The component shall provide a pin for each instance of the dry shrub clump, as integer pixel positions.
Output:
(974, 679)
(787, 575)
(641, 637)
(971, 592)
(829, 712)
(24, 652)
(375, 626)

------

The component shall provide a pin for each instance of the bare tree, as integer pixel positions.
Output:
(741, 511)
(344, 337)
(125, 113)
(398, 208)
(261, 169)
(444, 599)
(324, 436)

------

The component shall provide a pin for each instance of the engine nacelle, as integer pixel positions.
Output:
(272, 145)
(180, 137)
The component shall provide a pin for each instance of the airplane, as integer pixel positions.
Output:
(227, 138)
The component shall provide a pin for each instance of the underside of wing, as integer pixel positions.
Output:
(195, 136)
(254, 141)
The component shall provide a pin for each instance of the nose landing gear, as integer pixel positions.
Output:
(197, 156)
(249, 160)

------

[WHAT THE EXERCISE ASKS] Which lines in the data above contain the string "integer"? Pull out every such line, and count a match only when the case is the same.

[ANSWER FOR THE TASK]
The component shall provide a pin for each instance of the dry shrub clump, as integer pixel positions.
The component shall provide a pin for each instance of the bare tree, as integer pixel positions.
The component shall provide a pin for each instance of the engine nacelle, as integer pixel positions.
The component shall provide a pin for each instance of the airplane, as integer pixel positions.
The component shall provide a pin for each instance of the underside of wing, as integer pixel positions.
The component shall provide a pin for each instance of the nose landing gear, as integer pixel positions.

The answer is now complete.